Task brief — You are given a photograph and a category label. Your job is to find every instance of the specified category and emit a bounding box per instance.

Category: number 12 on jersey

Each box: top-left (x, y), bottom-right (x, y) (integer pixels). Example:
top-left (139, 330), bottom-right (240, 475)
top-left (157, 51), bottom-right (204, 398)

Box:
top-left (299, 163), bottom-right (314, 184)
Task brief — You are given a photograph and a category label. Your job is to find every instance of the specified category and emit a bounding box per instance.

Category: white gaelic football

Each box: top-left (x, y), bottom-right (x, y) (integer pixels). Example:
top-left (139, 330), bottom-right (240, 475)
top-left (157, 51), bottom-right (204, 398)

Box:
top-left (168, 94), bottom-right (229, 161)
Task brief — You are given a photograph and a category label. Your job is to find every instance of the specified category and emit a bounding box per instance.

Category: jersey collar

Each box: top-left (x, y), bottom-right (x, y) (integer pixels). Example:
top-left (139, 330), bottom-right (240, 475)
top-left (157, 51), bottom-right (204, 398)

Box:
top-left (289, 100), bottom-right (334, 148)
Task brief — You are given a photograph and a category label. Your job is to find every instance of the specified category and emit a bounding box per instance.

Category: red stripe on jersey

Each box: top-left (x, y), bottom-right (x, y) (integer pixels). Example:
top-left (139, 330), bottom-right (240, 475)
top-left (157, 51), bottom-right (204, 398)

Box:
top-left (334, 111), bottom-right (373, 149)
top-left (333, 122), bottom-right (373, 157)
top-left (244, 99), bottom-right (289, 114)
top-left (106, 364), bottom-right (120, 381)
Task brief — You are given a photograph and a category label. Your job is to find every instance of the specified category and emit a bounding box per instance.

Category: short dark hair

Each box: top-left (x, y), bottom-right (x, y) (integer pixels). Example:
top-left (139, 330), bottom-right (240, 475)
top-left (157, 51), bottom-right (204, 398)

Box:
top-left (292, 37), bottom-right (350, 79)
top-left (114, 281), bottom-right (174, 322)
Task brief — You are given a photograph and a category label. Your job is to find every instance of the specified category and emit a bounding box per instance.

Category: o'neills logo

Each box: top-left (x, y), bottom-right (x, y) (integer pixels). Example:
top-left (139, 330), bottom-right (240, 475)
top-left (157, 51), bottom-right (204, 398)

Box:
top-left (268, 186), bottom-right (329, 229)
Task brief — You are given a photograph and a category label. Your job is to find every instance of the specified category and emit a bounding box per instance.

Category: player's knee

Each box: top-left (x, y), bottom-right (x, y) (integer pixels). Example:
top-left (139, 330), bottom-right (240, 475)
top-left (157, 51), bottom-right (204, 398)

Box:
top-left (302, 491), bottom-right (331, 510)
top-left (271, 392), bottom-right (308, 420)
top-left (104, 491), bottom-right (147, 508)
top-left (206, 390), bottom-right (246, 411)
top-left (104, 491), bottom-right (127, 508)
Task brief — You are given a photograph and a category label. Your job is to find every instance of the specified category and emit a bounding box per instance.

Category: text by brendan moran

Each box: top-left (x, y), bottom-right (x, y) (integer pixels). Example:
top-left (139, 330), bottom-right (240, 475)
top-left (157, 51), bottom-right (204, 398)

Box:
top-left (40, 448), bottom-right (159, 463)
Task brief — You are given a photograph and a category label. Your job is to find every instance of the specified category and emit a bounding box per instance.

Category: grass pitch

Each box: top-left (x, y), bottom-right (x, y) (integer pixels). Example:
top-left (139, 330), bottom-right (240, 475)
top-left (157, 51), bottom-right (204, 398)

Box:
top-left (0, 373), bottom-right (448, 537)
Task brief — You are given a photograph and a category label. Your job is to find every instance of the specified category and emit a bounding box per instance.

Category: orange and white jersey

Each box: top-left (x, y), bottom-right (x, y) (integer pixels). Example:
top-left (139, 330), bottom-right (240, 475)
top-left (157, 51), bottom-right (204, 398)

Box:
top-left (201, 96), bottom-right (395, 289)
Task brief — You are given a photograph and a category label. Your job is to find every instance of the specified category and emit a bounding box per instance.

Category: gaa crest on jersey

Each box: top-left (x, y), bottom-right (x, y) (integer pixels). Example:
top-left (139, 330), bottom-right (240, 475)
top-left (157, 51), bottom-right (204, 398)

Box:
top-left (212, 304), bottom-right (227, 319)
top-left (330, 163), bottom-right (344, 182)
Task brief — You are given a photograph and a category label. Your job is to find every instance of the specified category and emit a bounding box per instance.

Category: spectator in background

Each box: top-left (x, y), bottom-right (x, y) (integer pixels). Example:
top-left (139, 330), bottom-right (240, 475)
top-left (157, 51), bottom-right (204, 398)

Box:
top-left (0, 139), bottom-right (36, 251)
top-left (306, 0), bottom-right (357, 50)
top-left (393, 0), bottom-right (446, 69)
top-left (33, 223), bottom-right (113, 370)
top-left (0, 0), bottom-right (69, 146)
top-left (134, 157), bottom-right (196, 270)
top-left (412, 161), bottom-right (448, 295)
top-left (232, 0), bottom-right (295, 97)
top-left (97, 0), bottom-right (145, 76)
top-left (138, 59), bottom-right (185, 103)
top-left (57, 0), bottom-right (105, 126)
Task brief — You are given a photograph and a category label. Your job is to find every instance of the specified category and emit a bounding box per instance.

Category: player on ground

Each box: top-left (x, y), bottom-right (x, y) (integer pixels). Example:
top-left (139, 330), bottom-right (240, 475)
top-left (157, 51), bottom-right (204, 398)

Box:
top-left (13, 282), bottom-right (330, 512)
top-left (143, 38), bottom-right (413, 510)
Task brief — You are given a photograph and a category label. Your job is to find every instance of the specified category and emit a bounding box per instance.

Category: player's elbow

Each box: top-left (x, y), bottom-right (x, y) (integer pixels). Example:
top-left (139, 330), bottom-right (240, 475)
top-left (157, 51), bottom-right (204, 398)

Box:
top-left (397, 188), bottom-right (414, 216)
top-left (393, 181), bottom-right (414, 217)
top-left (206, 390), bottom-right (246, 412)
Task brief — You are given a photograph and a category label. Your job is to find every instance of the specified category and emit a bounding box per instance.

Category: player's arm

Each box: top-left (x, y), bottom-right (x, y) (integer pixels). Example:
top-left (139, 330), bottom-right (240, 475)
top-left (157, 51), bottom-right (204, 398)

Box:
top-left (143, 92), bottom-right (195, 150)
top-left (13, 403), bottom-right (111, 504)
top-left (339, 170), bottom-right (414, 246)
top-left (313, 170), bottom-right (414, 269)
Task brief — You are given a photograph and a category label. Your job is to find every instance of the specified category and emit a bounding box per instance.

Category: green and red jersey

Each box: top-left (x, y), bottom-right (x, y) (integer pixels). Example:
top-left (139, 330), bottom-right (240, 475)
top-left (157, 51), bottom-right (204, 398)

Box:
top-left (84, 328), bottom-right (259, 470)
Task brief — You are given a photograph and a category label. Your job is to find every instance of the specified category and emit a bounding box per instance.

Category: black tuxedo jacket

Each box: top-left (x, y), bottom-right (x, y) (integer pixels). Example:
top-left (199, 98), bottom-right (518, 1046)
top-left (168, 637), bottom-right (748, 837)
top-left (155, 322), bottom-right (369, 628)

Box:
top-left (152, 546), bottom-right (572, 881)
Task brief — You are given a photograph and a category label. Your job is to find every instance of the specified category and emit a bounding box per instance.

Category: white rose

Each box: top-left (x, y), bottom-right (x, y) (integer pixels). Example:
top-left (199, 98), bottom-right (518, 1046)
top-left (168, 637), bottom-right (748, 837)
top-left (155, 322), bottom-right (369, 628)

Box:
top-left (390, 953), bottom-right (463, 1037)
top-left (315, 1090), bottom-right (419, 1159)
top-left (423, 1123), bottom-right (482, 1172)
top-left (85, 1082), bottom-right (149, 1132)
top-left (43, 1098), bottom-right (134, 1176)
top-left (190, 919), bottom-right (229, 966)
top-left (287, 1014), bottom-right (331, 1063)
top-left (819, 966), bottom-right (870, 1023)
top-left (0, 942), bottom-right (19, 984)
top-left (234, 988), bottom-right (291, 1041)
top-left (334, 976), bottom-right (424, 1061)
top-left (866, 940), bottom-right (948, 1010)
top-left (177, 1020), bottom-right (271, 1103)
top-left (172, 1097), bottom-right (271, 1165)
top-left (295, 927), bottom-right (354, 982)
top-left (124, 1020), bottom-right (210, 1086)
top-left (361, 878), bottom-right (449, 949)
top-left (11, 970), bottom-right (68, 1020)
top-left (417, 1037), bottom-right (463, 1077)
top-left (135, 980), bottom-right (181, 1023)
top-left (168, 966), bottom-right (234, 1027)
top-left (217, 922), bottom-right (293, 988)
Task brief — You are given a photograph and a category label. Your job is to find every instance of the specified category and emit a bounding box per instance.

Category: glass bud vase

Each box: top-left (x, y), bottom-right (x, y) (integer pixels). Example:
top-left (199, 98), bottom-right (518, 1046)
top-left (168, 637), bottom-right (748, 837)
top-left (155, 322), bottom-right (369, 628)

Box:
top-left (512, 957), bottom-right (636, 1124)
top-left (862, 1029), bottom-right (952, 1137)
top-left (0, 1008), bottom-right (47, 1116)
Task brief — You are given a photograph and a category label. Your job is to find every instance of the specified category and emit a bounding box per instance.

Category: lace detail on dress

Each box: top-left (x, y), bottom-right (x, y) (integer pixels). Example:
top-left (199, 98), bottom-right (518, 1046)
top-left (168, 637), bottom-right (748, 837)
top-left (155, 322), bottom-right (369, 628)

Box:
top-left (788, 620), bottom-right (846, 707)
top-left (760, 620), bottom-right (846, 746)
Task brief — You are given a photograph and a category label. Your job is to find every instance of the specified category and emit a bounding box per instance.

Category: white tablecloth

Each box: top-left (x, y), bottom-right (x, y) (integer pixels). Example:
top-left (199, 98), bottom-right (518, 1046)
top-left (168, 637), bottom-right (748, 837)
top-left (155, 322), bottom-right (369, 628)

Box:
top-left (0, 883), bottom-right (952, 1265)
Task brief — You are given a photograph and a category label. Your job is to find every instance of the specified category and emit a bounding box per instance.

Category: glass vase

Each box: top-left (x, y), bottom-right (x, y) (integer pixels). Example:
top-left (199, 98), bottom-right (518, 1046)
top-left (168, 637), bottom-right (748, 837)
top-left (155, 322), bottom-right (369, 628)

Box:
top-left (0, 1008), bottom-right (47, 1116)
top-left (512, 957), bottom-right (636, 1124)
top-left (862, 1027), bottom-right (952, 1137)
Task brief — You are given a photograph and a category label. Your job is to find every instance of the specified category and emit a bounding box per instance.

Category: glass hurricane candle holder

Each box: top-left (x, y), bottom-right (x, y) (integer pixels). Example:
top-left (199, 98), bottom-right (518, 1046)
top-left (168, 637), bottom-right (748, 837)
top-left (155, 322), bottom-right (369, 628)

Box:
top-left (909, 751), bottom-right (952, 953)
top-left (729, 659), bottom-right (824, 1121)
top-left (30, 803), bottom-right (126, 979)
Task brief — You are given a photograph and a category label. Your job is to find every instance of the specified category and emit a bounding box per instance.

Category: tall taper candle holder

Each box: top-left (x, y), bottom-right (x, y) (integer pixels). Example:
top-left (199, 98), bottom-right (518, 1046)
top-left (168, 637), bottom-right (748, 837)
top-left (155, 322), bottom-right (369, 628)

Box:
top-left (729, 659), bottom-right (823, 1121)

### PROBLEM STATEMENT
Return the lines from the start of the records through the line that contains "top-left (299, 163), bottom-right (314, 184)", reproducing each one exactly, including that final line.

### EXERCISE RESPONSE
Task brief — You are given a photograph and a category label. Your job is to find every instance of the specified category and emit a bounding box per instance.

Category: number 12 on jersey

Each box: top-left (x, y), bottom-right (x, y) (integer pixels). Example:
top-left (139, 330), bottom-right (240, 475)
top-left (157, 51), bottom-right (204, 398)

Box:
top-left (299, 163), bottom-right (314, 184)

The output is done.